Report every line in the records below that contains the string "surface", copying each such line in full. Matching is case-sensitive.

··· RECORDS SUPPLIED ···

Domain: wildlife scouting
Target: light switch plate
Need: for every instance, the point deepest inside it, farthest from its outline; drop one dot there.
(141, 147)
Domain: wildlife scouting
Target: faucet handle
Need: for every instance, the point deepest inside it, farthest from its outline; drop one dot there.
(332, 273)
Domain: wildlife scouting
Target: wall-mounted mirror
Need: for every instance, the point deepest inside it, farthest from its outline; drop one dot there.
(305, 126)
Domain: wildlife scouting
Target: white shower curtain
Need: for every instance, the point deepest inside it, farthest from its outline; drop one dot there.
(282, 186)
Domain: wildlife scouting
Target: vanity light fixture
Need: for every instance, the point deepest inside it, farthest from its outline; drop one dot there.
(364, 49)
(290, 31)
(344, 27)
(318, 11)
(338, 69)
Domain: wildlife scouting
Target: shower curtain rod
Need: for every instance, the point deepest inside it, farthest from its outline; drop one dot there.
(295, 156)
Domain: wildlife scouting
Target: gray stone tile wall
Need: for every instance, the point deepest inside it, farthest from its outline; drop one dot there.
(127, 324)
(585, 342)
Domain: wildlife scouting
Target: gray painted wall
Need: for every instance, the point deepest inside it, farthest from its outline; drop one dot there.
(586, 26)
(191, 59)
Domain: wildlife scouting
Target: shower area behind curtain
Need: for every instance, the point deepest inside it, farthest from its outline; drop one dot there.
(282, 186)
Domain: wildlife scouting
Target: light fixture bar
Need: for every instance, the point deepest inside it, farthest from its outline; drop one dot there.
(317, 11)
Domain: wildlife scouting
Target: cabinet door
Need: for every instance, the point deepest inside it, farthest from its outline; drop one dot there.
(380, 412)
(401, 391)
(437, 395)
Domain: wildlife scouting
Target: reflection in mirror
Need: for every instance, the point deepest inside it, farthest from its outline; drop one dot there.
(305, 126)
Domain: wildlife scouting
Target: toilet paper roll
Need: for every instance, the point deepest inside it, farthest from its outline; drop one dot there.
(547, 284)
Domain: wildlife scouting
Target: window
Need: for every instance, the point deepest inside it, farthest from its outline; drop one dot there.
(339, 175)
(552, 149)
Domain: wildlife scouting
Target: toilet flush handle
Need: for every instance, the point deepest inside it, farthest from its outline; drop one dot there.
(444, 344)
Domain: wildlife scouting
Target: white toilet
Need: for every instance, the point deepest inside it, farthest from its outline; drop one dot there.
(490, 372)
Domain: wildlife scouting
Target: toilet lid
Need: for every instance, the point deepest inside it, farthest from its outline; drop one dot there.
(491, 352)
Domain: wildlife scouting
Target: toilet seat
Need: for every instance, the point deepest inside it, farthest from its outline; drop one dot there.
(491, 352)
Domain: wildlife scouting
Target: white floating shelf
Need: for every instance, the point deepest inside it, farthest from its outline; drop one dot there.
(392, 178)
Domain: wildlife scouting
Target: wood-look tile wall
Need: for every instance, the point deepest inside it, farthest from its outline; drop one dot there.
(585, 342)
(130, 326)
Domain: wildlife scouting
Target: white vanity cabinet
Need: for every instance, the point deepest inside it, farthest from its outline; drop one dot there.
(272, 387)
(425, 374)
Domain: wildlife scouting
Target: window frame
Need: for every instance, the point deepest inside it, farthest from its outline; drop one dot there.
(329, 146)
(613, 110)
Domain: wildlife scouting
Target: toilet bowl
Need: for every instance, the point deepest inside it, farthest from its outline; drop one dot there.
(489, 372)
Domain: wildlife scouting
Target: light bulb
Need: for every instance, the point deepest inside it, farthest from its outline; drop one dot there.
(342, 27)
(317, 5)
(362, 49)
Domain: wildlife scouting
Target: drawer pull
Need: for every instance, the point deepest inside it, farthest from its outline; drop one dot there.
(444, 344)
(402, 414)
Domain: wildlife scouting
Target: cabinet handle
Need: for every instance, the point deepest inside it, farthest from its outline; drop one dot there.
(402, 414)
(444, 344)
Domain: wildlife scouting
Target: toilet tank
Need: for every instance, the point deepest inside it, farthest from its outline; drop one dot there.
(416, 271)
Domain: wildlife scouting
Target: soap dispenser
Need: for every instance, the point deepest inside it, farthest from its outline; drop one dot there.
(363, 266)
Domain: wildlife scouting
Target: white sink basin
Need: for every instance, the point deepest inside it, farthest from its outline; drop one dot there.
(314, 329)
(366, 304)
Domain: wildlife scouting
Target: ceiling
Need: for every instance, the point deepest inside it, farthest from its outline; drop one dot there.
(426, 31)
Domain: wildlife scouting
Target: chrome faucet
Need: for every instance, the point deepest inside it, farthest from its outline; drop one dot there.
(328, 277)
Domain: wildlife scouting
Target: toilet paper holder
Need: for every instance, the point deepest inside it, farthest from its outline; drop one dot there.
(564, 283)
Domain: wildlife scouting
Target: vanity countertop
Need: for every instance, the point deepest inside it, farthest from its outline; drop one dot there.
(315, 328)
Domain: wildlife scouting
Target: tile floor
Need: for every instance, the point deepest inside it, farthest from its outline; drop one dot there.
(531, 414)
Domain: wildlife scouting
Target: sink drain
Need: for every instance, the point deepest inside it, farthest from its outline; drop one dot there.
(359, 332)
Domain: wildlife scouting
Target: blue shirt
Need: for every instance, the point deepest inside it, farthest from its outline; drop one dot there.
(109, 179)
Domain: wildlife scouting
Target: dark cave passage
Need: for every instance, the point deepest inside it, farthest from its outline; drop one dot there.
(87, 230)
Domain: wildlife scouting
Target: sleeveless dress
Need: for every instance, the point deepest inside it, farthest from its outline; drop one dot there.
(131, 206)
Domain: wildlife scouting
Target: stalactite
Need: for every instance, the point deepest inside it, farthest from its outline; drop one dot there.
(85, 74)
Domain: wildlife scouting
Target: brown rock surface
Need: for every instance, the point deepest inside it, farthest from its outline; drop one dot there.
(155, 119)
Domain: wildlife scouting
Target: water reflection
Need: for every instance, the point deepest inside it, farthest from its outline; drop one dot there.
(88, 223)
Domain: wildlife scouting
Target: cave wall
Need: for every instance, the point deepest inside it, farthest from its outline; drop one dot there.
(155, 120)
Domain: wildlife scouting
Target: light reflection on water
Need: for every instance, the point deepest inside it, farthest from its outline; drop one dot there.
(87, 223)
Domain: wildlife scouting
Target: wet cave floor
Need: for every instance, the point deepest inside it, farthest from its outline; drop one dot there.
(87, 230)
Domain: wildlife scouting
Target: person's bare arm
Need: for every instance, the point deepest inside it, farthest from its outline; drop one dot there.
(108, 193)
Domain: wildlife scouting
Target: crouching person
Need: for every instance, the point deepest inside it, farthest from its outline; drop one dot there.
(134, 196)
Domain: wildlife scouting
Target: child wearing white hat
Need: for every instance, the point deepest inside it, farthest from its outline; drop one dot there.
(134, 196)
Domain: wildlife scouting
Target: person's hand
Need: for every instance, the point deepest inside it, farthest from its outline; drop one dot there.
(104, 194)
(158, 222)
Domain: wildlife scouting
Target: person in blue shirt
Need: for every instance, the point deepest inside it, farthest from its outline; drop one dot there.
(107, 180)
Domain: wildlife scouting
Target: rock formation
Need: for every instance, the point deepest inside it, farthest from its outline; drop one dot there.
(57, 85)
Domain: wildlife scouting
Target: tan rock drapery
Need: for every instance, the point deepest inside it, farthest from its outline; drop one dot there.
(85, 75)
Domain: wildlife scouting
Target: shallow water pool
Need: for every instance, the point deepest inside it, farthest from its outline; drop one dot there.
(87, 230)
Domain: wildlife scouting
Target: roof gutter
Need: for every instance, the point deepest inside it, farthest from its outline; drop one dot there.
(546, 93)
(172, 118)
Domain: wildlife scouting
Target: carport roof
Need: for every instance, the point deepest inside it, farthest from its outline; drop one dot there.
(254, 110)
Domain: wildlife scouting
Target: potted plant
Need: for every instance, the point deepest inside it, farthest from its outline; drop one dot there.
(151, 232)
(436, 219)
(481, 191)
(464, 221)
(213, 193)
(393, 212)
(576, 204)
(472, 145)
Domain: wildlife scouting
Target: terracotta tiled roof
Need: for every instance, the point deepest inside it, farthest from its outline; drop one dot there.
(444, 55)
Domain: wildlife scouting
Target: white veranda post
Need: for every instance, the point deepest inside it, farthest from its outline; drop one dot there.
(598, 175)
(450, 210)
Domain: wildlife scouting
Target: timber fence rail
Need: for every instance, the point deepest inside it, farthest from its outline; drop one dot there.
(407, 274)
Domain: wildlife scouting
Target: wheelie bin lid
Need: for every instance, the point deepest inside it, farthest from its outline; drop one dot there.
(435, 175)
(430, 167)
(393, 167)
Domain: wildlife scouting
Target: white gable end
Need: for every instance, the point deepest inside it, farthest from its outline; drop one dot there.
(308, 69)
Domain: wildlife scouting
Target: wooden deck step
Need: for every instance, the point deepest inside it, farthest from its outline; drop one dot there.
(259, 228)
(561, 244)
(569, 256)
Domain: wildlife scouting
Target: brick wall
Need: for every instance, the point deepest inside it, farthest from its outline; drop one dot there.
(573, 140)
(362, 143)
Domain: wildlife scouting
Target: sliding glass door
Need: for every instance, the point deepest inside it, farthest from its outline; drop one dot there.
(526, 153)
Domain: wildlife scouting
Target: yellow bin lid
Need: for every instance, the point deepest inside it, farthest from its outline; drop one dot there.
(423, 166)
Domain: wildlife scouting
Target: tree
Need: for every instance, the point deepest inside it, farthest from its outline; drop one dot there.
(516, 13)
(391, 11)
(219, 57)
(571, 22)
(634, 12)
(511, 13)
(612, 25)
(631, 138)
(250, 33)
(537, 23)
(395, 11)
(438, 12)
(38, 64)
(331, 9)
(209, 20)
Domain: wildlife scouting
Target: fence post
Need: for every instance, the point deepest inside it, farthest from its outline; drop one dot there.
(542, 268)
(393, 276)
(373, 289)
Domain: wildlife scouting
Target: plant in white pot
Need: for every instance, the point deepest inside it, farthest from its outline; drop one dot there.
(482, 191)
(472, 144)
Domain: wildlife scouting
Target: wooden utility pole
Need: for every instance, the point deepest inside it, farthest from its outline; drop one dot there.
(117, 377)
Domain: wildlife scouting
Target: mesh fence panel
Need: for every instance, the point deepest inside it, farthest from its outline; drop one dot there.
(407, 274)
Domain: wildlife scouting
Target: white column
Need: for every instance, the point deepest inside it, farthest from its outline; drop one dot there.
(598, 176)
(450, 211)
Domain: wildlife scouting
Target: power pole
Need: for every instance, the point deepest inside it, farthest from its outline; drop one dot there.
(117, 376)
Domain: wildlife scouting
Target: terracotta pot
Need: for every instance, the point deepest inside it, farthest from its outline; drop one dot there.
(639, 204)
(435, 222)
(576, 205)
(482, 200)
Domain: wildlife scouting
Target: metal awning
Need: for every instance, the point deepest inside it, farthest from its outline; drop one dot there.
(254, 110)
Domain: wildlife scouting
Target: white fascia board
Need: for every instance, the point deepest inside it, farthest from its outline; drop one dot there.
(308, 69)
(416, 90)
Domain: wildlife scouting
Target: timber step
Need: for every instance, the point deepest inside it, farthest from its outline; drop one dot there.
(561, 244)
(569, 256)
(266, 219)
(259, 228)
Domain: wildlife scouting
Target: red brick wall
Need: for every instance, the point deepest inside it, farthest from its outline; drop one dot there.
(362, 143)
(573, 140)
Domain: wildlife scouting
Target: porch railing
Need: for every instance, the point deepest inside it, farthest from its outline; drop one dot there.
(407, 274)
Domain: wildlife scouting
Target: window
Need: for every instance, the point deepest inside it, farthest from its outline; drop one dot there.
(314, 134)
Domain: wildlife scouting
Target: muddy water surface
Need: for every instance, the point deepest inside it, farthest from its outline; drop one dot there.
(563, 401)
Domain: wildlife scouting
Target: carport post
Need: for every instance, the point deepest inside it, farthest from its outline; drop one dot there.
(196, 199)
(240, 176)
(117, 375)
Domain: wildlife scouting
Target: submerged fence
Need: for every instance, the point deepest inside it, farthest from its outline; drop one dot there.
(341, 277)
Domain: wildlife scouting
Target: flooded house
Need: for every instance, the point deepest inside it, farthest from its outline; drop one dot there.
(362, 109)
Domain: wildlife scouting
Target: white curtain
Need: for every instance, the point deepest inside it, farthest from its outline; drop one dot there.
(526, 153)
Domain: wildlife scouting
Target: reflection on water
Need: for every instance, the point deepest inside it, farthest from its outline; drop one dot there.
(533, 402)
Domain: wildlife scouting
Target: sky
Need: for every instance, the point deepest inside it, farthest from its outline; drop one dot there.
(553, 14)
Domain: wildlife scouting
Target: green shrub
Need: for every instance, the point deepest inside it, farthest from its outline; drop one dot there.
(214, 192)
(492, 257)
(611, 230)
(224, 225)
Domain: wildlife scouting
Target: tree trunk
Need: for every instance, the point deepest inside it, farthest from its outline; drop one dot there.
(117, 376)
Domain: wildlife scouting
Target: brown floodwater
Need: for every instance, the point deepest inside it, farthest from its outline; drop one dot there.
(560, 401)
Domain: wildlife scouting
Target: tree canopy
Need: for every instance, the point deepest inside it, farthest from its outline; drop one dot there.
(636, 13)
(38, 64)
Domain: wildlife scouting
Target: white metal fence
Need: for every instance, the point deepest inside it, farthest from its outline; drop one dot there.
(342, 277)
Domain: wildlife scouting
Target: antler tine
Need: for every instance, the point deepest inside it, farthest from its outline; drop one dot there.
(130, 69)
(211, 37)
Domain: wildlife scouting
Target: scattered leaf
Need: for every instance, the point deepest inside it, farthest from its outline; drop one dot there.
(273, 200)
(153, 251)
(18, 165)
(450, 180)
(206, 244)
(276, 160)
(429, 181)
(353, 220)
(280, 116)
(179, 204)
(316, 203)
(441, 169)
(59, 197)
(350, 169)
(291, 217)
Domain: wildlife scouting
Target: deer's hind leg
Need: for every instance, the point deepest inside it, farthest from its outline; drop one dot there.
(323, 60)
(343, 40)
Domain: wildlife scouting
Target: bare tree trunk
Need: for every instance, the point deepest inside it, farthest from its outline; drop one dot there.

···

* _CORRECT ANSWER_:
Target: brown rock surface
Target: muddy water surface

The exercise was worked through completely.